» **Exercise materials**:
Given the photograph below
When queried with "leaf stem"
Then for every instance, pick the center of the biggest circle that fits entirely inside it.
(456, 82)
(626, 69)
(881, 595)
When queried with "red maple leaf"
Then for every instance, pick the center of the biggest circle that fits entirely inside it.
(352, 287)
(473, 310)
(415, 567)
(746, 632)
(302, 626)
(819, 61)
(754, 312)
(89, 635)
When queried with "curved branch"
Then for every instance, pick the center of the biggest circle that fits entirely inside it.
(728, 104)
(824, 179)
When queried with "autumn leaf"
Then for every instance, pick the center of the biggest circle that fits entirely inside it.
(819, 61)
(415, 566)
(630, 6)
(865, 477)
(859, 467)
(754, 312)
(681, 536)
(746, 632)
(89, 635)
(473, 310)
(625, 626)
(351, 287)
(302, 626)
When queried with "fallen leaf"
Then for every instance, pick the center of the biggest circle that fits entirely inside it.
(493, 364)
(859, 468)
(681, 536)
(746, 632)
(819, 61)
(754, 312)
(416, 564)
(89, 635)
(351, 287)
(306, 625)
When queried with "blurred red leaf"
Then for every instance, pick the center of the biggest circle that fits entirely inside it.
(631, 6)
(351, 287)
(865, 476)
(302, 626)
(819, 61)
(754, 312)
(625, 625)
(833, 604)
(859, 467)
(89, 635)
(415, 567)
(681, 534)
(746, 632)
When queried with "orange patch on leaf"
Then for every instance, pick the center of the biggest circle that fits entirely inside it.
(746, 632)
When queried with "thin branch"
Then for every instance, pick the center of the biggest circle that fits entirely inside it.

» **Problem description**: Extract each line from the rows above that contains the string "branch". Treat uppercase and lowercase as different.

» **Solution**:
When queried with "curved branch"
When queried with "thin branch"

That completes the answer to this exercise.